Select each line in the listing below that contains the string "sign", treating uppercase and lowercase as different, and copy those lines out.

The input —

BEGIN

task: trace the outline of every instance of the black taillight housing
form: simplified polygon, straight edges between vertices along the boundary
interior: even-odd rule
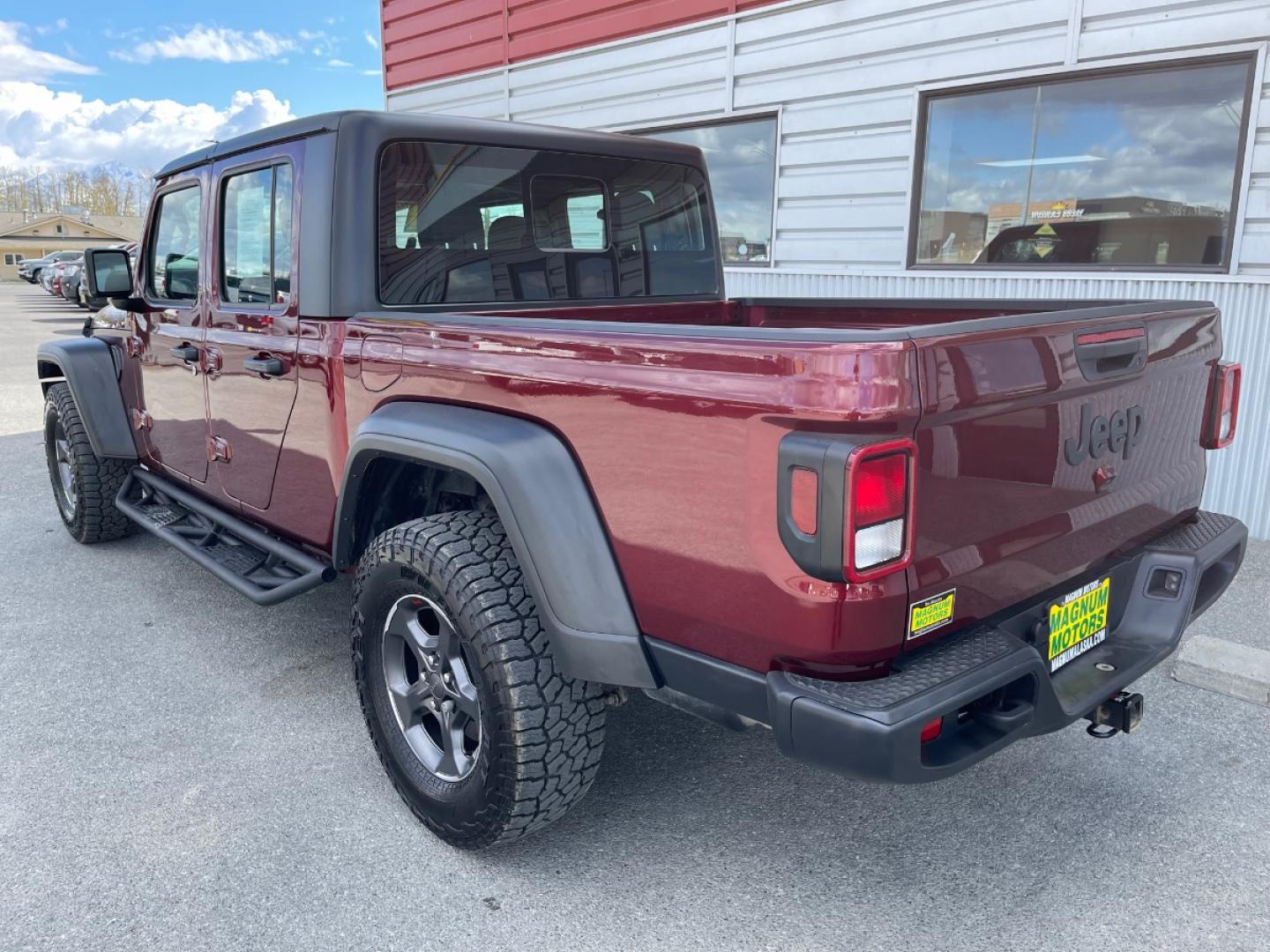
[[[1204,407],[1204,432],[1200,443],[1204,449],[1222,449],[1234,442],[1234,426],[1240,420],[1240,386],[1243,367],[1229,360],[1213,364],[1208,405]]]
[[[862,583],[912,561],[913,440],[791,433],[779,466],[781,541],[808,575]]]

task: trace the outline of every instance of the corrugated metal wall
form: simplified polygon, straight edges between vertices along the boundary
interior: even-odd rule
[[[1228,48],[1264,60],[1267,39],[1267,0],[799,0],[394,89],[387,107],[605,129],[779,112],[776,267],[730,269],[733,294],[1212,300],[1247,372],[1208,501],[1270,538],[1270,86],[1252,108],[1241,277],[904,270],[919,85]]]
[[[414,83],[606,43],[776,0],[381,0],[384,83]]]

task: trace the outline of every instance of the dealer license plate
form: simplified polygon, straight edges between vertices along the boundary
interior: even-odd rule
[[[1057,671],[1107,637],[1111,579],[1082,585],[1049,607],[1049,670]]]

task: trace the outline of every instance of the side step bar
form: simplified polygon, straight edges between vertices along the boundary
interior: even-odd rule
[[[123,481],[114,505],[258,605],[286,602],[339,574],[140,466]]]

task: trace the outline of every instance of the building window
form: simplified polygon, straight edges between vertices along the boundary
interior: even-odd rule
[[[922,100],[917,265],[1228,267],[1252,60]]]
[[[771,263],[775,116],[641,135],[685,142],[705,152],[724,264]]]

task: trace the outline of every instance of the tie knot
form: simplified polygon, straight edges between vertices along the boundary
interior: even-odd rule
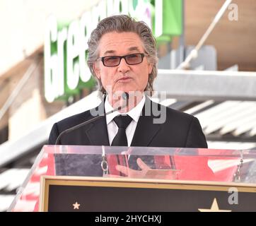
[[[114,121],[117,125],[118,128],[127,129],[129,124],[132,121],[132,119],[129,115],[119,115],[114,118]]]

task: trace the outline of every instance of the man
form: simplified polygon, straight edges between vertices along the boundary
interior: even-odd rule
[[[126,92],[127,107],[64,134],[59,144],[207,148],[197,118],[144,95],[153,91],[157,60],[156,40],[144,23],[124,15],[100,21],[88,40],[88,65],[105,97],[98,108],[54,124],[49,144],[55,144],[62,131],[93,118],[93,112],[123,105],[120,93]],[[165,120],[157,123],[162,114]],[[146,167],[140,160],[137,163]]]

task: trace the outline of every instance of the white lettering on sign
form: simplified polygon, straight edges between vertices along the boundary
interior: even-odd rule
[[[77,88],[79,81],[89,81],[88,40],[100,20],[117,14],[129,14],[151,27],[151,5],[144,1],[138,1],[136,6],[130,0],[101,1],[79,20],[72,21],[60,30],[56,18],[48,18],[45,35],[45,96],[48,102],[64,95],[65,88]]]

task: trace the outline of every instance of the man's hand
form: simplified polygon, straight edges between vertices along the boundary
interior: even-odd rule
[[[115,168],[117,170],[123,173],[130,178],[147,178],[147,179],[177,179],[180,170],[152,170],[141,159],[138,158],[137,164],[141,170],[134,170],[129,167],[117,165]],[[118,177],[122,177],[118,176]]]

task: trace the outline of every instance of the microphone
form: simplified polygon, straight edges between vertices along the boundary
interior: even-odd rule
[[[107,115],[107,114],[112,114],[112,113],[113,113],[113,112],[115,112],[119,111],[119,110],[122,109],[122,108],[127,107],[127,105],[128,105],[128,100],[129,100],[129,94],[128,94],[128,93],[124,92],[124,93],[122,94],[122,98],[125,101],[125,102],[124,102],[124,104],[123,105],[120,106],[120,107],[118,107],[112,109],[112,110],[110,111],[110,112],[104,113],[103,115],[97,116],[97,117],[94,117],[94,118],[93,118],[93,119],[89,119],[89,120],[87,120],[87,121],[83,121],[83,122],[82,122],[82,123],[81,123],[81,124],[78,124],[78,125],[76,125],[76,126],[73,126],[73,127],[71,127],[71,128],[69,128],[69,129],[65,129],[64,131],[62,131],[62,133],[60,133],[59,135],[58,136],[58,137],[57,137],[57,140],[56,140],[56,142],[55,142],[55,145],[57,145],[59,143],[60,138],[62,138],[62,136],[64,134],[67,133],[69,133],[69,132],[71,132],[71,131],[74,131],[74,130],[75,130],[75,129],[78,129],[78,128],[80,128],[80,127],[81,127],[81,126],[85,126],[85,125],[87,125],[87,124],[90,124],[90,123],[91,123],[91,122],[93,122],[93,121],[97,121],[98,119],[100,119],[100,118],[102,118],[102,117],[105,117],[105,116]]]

END
BEGIN

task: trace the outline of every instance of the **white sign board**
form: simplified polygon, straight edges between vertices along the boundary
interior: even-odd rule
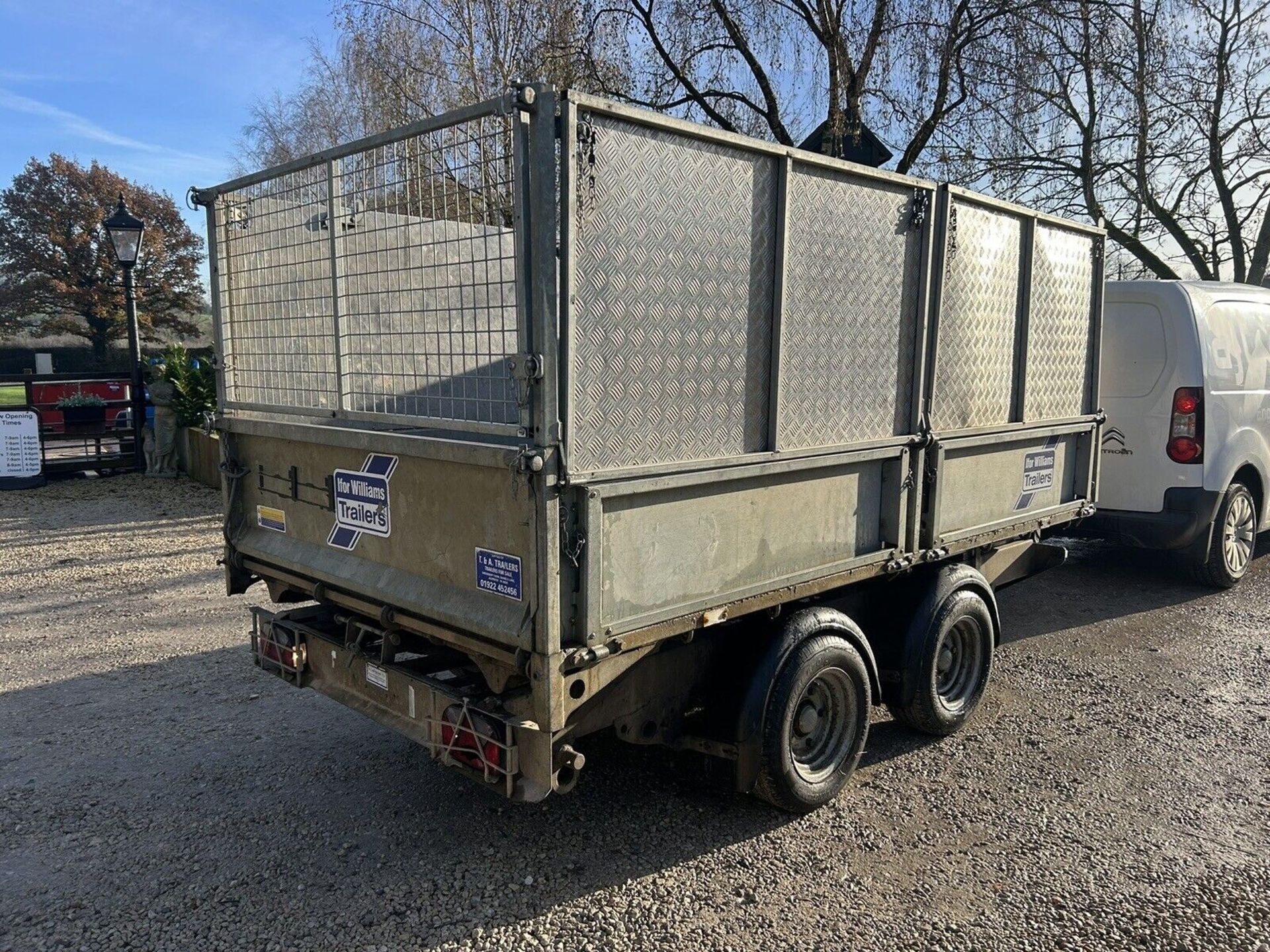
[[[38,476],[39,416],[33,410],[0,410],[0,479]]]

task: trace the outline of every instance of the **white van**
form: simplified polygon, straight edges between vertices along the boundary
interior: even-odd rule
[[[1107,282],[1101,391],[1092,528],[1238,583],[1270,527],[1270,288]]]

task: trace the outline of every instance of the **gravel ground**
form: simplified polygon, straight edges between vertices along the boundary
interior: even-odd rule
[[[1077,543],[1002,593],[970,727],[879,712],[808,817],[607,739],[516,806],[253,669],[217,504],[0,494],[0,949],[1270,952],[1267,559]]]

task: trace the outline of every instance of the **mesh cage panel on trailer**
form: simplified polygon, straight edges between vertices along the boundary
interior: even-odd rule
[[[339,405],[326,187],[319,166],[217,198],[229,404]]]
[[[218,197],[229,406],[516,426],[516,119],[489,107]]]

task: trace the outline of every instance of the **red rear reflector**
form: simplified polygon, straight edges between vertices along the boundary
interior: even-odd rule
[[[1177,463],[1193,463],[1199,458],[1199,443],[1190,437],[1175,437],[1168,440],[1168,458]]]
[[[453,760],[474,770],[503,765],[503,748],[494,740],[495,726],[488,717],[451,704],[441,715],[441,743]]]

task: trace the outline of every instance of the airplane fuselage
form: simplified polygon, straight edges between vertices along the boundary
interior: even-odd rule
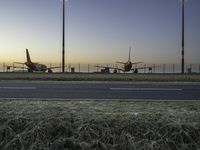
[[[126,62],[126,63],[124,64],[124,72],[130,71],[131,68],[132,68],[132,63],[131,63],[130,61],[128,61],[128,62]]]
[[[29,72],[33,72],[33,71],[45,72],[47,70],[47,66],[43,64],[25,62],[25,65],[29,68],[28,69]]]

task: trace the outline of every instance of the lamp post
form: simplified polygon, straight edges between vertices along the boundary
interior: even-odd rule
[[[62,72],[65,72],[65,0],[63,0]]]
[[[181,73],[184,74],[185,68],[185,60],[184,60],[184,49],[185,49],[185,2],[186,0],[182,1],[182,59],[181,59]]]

END

Complete output —
task: trace the outline of every instance of the white lettering on sign
task: trace the outline of every instance of the **white sign board**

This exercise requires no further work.